- [Task description] Please count the lines in the rows below that contain the string "cliff", matching case exactly, and reply with the number only.

- [Supplied records]
+---+

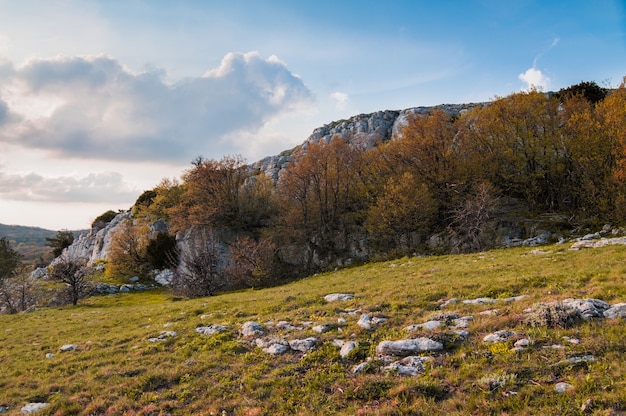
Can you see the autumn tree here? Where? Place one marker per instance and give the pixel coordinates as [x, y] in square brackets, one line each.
[320, 197]
[73, 273]
[199, 272]
[400, 217]
[60, 241]
[127, 253]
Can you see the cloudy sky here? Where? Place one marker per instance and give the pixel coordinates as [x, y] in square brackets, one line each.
[101, 99]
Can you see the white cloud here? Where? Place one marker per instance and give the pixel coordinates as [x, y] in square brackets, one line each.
[341, 99]
[95, 187]
[95, 107]
[535, 79]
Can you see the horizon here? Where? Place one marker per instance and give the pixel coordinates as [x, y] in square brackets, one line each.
[87, 123]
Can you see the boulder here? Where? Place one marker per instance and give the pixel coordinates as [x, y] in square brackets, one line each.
[408, 347]
[334, 297]
[210, 330]
[615, 311]
[32, 408]
[409, 366]
[303, 345]
[252, 329]
[499, 336]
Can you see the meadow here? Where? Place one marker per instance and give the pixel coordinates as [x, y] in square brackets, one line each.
[115, 370]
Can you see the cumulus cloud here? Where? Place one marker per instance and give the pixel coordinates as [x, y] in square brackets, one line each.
[95, 187]
[341, 99]
[95, 107]
[535, 79]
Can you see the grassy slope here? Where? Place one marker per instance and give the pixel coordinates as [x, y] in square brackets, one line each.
[116, 371]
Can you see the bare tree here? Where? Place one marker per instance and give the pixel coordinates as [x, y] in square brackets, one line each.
[471, 218]
[73, 273]
[199, 270]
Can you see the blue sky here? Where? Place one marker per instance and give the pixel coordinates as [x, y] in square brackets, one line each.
[99, 100]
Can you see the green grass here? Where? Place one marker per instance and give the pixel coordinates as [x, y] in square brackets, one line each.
[115, 370]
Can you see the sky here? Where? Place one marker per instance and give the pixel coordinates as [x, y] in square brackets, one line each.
[102, 99]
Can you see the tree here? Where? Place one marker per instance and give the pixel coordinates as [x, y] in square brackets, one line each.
[162, 252]
[404, 212]
[321, 197]
[199, 272]
[14, 293]
[252, 262]
[127, 253]
[73, 273]
[62, 240]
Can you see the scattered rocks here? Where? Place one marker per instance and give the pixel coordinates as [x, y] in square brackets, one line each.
[563, 387]
[334, 297]
[409, 366]
[163, 336]
[408, 347]
[347, 348]
[210, 330]
[499, 336]
[252, 329]
[68, 347]
[303, 345]
[32, 408]
[616, 311]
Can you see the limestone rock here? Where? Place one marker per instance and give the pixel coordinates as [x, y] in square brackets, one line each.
[210, 330]
[499, 336]
[32, 408]
[616, 311]
[303, 345]
[408, 346]
[347, 348]
[252, 329]
[409, 366]
[334, 297]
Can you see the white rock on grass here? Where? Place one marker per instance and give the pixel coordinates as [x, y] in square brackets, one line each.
[276, 348]
[616, 311]
[347, 348]
[499, 336]
[334, 297]
[164, 335]
[409, 366]
[408, 346]
[303, 345]
[210, 330]
[562, 387]
[252, 329]
[68, 347]
[32, 408]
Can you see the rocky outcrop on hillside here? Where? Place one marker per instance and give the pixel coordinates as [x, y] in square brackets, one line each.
[363, 131]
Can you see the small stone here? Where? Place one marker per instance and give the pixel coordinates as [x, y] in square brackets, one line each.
[303, 345]
[252, 329]
[321, 328]
[347, 348]
[31, 408]
[499, 336]
[210, 330]
[408, 346]
[334, 297]
[562, 387]
[276, 349]
[68, 347]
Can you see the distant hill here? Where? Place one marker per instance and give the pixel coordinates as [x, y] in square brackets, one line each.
[30, 242]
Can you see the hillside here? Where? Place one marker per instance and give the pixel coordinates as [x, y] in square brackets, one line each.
[152, 353]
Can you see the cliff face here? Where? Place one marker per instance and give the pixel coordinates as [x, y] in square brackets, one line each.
[363, 131]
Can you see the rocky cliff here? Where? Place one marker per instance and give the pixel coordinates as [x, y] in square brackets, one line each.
[362, 131]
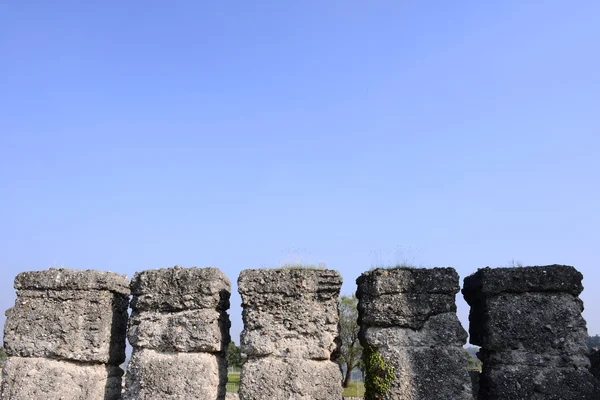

+---+

- [Answer in full] 2